● SOURCE:

-- Start --

Continuing the series I started with in my prior post, we’re examining the About.com article “Seven Reasons Why Mormons are Christian”, by Rachel Bruner. In our prior post, recall that we examined 1) The remarks of their elder statesmen on this topic, 2) The distinct tendency on the part of the LDS to “redefine” terms in the Christian lexicon, and 3) The necessity for a transcendental argument to settle the question.

In this installment, we will examine the first reason we are given for believing that Mormons are Christian.

1. Christ is Head of (the) Mormon Church

I’ve duplicated the link from the article, as we will discuss the content found therein, as well. The article gives the following as support for the preceding statement:

Everything we teach and everything we do is to bring us unto Jesus Christ. He is the Son of God and all our beliefs and doctrines focus on Him as our Savior and Redeemer. He is the head of our church (see Ephesians 5:23), which many people refer to as “Mormons” but that is only a nickname. The proper name of our church is The Church of Jesus Christ of Latter-day Saints.

-- End --

● SUPPLIED ENTRIES:
-- Start --

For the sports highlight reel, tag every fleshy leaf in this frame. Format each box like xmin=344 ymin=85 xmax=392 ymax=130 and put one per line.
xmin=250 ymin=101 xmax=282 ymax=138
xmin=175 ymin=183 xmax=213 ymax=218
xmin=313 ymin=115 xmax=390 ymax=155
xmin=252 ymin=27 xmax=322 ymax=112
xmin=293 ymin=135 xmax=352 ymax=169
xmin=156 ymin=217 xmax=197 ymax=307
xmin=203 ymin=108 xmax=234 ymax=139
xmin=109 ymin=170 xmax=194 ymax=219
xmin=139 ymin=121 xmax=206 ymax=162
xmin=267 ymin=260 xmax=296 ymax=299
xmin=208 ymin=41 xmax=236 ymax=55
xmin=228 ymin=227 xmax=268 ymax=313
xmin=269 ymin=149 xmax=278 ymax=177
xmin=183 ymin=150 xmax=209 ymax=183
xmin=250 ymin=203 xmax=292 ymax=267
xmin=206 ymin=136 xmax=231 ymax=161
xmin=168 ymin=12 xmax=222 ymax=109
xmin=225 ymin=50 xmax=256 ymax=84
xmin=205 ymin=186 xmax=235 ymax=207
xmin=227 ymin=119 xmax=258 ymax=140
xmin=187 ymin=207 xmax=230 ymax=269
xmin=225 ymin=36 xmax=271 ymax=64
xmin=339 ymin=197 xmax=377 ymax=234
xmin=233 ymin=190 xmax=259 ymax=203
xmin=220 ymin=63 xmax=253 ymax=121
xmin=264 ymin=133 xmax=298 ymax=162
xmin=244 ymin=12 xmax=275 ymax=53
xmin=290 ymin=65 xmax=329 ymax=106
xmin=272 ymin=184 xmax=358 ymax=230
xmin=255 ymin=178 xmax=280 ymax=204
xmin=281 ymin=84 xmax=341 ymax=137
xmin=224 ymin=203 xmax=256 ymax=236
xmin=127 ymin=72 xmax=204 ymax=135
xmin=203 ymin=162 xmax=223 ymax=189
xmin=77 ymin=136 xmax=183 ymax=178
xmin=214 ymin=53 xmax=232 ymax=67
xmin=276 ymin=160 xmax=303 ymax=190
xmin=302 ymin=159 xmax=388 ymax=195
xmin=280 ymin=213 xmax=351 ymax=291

-- End --

● DIRECTIONS FOR THIS TASK: Please state the church's proper name as the blog post gives it. The listing has no connection to the blog post.

● COMPLETE ANSWER: The Church of Jesus Christ of Latter-day Saints